* EXERCISE:
Would you retype each of the records exactly as shown?

* MATERIAL SHOWN:

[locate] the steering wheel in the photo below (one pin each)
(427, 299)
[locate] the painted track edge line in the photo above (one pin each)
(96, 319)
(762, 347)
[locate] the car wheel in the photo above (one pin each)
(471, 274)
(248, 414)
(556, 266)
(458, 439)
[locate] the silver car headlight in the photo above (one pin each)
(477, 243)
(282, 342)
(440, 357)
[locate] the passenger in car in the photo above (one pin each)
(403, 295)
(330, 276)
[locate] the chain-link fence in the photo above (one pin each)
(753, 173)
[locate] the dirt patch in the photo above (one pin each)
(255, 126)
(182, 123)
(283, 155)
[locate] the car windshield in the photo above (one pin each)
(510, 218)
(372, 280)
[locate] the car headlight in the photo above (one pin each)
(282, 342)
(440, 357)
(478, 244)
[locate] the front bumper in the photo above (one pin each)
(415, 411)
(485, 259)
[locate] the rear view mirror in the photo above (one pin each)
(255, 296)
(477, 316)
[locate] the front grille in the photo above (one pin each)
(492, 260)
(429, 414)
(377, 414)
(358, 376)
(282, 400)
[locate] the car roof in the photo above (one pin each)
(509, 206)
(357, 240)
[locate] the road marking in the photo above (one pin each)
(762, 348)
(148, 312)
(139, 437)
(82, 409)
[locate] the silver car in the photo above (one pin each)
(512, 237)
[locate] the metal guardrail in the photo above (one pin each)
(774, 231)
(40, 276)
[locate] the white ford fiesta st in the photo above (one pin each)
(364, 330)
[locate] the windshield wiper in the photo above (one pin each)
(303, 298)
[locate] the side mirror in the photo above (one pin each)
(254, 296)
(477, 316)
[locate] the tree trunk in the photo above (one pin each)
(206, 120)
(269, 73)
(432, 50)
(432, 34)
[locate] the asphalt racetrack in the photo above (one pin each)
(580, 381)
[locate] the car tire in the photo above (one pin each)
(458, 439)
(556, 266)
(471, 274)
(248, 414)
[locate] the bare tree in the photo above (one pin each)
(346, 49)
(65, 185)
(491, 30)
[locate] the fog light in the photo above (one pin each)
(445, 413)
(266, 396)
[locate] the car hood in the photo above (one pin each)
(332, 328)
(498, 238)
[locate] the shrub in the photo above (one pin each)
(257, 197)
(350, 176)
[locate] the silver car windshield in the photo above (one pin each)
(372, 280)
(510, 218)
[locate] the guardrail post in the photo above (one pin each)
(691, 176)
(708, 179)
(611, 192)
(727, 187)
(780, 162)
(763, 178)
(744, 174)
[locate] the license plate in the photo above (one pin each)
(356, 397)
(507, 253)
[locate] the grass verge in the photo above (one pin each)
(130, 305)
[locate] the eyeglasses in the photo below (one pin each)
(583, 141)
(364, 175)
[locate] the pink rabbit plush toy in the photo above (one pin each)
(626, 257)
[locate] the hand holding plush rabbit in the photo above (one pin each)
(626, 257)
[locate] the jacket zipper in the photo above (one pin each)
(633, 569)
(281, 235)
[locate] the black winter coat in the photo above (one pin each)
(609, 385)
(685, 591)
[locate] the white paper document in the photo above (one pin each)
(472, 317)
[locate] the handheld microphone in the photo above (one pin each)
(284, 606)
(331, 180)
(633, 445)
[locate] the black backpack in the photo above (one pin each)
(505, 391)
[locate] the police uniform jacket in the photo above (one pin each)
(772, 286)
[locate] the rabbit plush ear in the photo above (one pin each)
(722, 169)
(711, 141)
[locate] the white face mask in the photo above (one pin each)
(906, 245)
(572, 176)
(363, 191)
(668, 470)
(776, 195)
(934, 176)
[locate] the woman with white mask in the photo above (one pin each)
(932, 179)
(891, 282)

* YOUR SOLUTION:
[locate] the steering wheel in the photo below (one pin each)
(427, 299)
[locate] the painted track edge line in the photo above (one pin each)
(96, 319)
(762, 347)
[locate] the car wheel in the photo above (one pin each)
(471, 274)
(248, 414)
(556, 266)
(458, 439)
[locate] the silver car headlight in the photo above (one pin each)
(477, 243)
(282, 342)
(440, 357)
[locate] the passenger in car in the photo above (one pin each)
(403, 295)
(330, 276)
[locate] the chain-link fence in the photo above (one pin each)
(753, 173)
[locate] the dirt patch in the photo above (one pin each)
(255, 126)
(182, 123)
(283, 155)
[locate] the car windshield in the photo above (one pin each)
(510, 218)
(372, 280)
[locate] the car headlight in the photo above (one pin each)
(282, 342)
(440, 357)
(478, 244)
[locate] the front bumper in the photo above (one pin each)
(415, 411)
(485, 259)
[locate] the rear view mirror in the photo above (one pin each)
(255, 296)
(477, 316)
[locate] the front grille in the photo above (one pin each)
(492, 260)
(429, 414)
(377, 414)
(358, 376)
(282, 400)
[locate] the car roof in the photo above (one pin each)
(509, 206)
(357, 240)
[locate] the road marking in the photo above (one pin each)
(762, 348)
(148, 312)
(139, 437)
(82, 409)
[locate] the silver car in the photo above (one pin each)
(512, 237)
[locate] the metal guardrail in the photo above (one pin each)
(774, 231)
(40, 276)
[locate] the white ford fiesta st in the photo above (one pin each)
(364, 330)
[locate] the windshield wiper in the photo above (one pin each)
(303, 298)
[locate] the side mirror in the photo above (one pin each)
(254, 296)
(477, 316)
[locate] the tree trunk in the photo above (one pin each)
(206, 120)
(269, 73)
(432, 50)
(432, 34)
[locate] the asphalt racetrack in the photo above (one pin each)
(580, 381)
[locate] the car tire in the photo above (one pin each)
(458, 439)
(556, 266)
(471, 274)
(248, 414)
[locate] the bare tree in the photo above (one pin each)
(346, 49)
(65, 185)
(491, 30)
[locate] the fog light in the photo above (one pin each)
(445, 413)
(266, 396)
[locate] the car hood in the photo above (one pin each)
(332, 328)
(498, 238)
[locate] the shrub in the photo above (one pin each)
(257, 197)
(350, 176)
[locate] the silver car windshield in the photo above (one pin each)
(372, 280)
(510, 218)
[locate] the guardrail post in the photo above (one pin each)
(691, 176)
(708, 179)
(611, 192)
(727, 187)
(780, 162)
(763, 178)
(744, 174)
[locate] the license plate in the photo above (one pin each)
(356, 397)
(507, 253)
[locate] the grass verge in the photo above (one pin each)
(130, 305)
[locate] the eyeglasses in the photo below (one pin each)
(583, 141)
(364, 175)
[locate] the pink rabbit plush toy in the photo above (one pin each)
(626, 257)
[locate] the hand holding plush rabbit in the photo above (one pin each)
(626, 257)
[locate] the jacket zipper in the photo above (one pin each)
(633, 569)
(281, 235)
[locate] the black winter coat in the photo above (one pin each)
(609, 385)
(685, 591)
[locate] the white paper document in the photo above (one pin each)
(472, 317)
[locate] the handheld microphone in the photo above (one pin each)
(284, 606)
(331, 180)
(633, 445)
[locate] the black backpack in the photo above (one pin each)
(505, 391)
[locate] the police uniform jacket in the photo above (one pin each)
(772, 286)
[locate] the rabbit plush ear in the photo above (one pin each)
(722, 169)
(711, 141)
[locate] the white face mask in the photo above (one pin each)
(906, 245)
(572, 176)
(363, 191)
(668, 470)
(776, 195)
(934, 176)
[locate] the woman with white mask in the photo above (one pin each)
(932, 179)
(891, 282)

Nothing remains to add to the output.